------ Выбранный отрывок

Была прежняя одержимость враждой к Наполеону чисто личного свойства. [190]
* * *
Одну из причин этой вражды подметил великий князь Николай Михайлович в своем труде об Александре I. Бонапарт, еще в бытность свою Первым Консулом, затронул самую чувствительную рану Александра – напомнил ему отцеубийство, каковое напоминание никогда ему не было прощено. Такое соображение очень важно иметь в виду, но вряд ли оно объясняет всю силу страсти, с которой царь добивался уничтожения противника. Ему и собственные подданные, вроде Яшвиля, делали такие напоминания, но ничему, кроме простой опалы не подвергались.
Вражда его к Наполеону – род ревности к чужой славе, встречающийся в шекспировских драмах – что-то вроде соперничества Тулла Ауфвидия с Кориоланом или принца Генриха с сэром Перси Хотспер.
Я принц Уэльский; и не думай, Гарри, Что впредь со мной делить ты будешь славу: Двум звездам не блистать в одной орбите, И принц Уэльский вместе с Гарри Перси Не могут властвовать в одной стране.
Американская и французская революции открыли эру честолюбцев. Старый абсолютизм Бурбонов, Габсбургов, Романовых свободен был от этого новомодного греха. Монархи так высоко стояли над народом, что воздававшиеся им почести рассматривались как должное, да и приносились не в воздаяние их личных заслуг и талантов, а в знак преклонения перед помазанничеством Божиим. Государям и в мысль не приходило добиваться «популярности» у своих подданных. Что же до генералов и министров, то они заботились о монаршей милости, а не о любви народной. Только революционная эпоха, выведшая массы на сцену, поставила проблему популярности и породила культ героев. Двадцатидвухлетние генералы стали бить седовласых фельдмаршалов, военными громами начали повелевать не графы и герцоги, а бывшие конюхи. Разом упали в цене чины, титулы, пышные звания, уступив место таланту и дарованию. Появились никому прежде не ведомые Вашингтоны, Мирабо, Робеспьеры, Бонапарты, [191] чьим украшением стала не грудь, увешанная орденами, а собственный гений. С тех пор не знаки отличия, а гул молвы, овации и рукоплескания сделались мечтой всех честолюбцев. Ослепительный восход звезды Наполеона породил их в невиданном количестве. Юношество всех стран бредило карьерой чудесного корсиканца, и в этой толпе были не одни безвестные Жюльены Сорели. Император всероссийский Александр Павлович смело может быть отнесен к их числу. Он тоже был захвачен величественной эпопеей нового Цезаря и жаждой такой же славы, такого же блеска, в котором выступал перед всем миром Наполеон. Соперничество и соревнование были истинной причиной его неприязни. Эту тайну своего сердца выдал он в день вступления в Париж, когда он, как ему казалось, сравнялся наконец в славе с Наполеоном. «Ну что, Алексей Петрович, скажут теперь в Петербурге? – обратился он к Ермолову. – Ведь, право, было время, когда у нас, величая Наполеона, меня считали за простачка».
Кокетничая скромностью и смирением, Александр, на самом деле, никому не прощал непризнания за ним выдающихся качеств. Сестре своей Екатерине Павловне он писал из Эрфурта в 1808 году: «Бонапарт воображает, что я не что иное, как дурак. Смеется тот, кто смеется последний».

------------

Продолжите отрывок о соперничестве Александра I с Наполеоном сразу после его последнего предложения. Записи здесь для работы не понадобятся.

------ Приложенные записи

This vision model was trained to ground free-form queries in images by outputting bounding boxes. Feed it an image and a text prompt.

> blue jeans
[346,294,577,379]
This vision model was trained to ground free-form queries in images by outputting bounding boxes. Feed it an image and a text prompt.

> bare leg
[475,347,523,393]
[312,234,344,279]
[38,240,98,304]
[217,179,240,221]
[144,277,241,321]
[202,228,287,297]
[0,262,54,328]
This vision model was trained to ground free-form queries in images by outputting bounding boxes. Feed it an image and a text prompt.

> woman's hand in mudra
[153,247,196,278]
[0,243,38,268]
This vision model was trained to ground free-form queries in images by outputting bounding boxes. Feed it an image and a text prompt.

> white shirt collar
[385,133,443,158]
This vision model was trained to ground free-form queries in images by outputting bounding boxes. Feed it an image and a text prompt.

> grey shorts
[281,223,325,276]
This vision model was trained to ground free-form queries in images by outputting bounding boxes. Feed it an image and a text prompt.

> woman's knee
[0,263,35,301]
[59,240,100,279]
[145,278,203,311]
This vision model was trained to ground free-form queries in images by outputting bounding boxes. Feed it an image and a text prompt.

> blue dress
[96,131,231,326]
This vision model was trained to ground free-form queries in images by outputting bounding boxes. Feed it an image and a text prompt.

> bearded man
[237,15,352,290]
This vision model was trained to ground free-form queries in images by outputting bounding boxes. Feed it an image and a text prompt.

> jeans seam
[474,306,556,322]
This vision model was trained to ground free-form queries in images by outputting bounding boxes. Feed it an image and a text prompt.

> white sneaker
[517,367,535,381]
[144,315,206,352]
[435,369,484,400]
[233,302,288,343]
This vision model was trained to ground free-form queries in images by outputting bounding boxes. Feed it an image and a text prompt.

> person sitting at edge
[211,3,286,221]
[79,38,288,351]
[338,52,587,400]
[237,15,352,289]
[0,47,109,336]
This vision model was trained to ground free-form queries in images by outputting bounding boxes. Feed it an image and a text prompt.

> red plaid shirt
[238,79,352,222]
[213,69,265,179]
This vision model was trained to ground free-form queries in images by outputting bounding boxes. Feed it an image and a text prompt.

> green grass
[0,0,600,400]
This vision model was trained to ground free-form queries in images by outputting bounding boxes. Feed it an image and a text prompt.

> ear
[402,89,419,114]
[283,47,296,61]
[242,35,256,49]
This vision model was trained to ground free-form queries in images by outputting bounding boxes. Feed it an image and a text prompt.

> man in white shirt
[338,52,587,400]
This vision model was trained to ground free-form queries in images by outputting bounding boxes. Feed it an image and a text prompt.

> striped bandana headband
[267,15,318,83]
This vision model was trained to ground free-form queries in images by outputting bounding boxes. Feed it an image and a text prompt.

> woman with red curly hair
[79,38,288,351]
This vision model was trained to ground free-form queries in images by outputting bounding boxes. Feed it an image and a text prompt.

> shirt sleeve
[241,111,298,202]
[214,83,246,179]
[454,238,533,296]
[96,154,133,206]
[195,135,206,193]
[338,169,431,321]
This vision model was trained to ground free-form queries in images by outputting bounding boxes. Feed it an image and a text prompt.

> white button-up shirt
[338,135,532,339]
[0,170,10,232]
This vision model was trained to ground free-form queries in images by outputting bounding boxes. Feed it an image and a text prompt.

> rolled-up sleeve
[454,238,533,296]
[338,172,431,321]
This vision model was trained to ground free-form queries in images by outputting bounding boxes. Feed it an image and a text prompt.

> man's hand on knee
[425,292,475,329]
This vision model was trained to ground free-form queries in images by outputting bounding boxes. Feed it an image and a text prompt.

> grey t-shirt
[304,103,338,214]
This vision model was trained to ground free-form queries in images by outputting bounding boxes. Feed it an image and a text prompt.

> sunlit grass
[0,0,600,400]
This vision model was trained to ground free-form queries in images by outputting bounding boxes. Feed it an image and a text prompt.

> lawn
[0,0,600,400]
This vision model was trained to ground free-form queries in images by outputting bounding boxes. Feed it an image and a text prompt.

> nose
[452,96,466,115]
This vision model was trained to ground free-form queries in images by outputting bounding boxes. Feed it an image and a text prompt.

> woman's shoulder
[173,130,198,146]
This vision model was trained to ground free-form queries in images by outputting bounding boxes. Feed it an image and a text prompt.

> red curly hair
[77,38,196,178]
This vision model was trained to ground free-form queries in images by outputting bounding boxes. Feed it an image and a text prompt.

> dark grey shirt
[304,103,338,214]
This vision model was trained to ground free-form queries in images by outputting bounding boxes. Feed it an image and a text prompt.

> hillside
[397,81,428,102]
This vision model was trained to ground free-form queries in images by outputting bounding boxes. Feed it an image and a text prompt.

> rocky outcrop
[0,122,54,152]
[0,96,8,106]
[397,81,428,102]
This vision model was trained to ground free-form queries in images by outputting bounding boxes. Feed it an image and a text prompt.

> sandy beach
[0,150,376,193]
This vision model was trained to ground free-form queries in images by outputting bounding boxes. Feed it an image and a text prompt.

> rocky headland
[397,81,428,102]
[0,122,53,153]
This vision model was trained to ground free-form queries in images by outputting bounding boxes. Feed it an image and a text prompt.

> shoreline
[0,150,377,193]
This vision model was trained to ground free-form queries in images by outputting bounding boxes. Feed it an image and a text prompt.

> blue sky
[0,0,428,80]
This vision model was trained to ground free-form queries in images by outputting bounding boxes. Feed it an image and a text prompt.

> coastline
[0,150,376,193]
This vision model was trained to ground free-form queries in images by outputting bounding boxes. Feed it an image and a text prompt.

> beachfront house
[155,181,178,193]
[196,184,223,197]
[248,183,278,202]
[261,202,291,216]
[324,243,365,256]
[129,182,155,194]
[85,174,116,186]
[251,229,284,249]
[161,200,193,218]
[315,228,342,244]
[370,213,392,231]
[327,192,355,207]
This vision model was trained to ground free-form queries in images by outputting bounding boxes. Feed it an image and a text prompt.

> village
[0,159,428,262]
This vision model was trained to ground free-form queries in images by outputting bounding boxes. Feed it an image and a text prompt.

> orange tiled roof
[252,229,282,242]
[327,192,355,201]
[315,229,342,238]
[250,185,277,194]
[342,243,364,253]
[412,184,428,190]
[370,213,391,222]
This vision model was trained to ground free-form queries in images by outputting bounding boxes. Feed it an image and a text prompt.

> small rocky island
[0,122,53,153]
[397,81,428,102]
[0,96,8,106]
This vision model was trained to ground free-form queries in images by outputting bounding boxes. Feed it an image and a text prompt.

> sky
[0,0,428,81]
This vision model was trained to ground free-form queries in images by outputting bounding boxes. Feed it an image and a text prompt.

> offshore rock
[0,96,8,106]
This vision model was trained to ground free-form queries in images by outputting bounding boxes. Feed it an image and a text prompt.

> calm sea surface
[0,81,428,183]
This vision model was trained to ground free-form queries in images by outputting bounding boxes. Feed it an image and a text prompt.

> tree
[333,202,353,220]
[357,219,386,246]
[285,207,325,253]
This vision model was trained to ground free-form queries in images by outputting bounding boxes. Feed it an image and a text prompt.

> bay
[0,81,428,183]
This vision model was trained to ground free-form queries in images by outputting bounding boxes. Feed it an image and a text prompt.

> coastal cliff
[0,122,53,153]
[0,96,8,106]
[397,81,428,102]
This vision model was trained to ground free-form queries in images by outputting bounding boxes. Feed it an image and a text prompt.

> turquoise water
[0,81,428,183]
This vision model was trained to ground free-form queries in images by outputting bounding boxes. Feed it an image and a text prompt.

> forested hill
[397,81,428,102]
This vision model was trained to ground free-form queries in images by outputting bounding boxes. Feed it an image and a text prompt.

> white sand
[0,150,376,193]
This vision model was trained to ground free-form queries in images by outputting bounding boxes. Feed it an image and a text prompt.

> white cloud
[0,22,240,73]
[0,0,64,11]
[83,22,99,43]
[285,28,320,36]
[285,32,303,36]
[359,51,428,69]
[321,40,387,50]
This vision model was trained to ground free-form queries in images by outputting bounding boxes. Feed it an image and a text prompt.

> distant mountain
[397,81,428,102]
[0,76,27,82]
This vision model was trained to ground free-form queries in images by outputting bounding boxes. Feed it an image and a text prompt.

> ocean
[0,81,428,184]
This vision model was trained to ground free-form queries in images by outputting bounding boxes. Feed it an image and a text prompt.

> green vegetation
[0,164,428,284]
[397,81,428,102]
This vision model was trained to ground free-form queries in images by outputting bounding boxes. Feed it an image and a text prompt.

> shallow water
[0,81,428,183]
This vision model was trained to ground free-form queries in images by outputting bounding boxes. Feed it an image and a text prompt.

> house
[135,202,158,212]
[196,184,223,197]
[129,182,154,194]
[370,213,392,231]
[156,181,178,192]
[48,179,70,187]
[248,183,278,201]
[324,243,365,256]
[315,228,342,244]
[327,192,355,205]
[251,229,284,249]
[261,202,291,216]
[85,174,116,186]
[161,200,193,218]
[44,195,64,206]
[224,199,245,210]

------------

▶ [Ответ]:
* * *
Для повелителя необъятной империи с населением в 36 миллионов человек существовало много способов прославиться без войны, без участия в европейских распрях. Кольбер снискал мировую известность одним только поднятием финансовой и экономической мощи Франции. Ришелье, также, велик стал во всем мире единственно тем, что создал в своем отечестве сильную монархию. Но у Александра не было своего дела, особенно в России. Как все тщеславные люди, он думал не о деле, а о почестях и, как все тщеславные, не любил чужих подвигов.
Он завидовал всем героям Отечественной войны. К памяти Кутузова питал откровенную неприязнь, ответил отказом на приглашение Фридриха-Вильгельма осмотреть памятник Кутузову, воздвигнутый королем в Бунцлау, где [192] скончался победитель Наполеона. Говорили, что опала адмирала Сенявина объясняется тем, что его победа над французским флотом и войсками слишком резко выделилась на фоне поражения самого Александра под Аустерлицем.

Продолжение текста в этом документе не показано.